### To do
Set each line of the records down again exactly, please.

### Stored data
_____

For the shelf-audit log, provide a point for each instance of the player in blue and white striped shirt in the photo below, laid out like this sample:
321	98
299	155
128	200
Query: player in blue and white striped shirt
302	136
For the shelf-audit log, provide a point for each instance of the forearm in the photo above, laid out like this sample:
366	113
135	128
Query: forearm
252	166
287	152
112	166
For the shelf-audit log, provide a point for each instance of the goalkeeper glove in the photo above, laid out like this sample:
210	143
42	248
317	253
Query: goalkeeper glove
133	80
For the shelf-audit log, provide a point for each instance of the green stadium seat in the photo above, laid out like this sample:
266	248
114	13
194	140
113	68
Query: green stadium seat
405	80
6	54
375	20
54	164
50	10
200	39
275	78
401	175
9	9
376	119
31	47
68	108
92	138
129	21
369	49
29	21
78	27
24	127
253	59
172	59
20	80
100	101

_____

### Completed task
For the shelf-audit log, provide a point for each instance of the player in blue and white striped shirt in the photo below, laid out like this sample:
321	98
299	155
128	200
Query: player in blue and white striped shirt
302	136
For the shelf-audit log, provide a point for each instance of the forearm in the photo above, laid out like this sample:
366	113
135	128
Query: forearm
252	166
287	152
112	166
For the shelf-audit log, provide a point for each instance of the goalkeeper glove in the photo above, laid out like this sample:
210	143
42	248
317	253
Query: goalkeeper glove
133	80
For the shelf-audit log, provide a point for each instance of the green stadium seat in the photo above, laid out like this sample:
266	248
114	13
194	140
113	68
Query: green stadium seat
405	80
6	54
375	20
54	164
50	10
200	39
275	78
401	175
9	9
376	119
31	47
68	108
92	138
129	21
369	49
29	21
78	27
24	127
253	59
172	59
20	80
100	101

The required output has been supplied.